(Source data)
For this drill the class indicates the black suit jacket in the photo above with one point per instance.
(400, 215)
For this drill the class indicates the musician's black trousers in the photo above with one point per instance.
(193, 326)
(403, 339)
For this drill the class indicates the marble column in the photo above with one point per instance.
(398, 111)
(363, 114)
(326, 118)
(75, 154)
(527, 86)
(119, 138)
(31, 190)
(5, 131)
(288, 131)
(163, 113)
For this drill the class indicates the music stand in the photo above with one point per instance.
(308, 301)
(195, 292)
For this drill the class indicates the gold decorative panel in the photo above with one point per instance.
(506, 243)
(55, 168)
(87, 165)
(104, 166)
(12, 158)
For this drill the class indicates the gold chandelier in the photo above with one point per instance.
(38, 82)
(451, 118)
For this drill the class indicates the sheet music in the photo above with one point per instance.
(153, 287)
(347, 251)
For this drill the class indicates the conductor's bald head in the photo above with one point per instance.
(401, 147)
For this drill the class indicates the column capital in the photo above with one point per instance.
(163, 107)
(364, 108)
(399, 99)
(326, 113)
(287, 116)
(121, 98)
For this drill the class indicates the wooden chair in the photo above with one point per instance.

= The request =
Copy the lines above word for word, starting at the line with "For this drill the class indicates the column" and running through the end of the records.

= The reply =
For this drill the class indicates the column capital in the photo above with one point per instance.
(163, 107)
(364, 108)
(399, 99)
(326, 113)
(287, 116)
(121, 98)
For this drill the class indicates the wooden chair in the photo above with one point per instance.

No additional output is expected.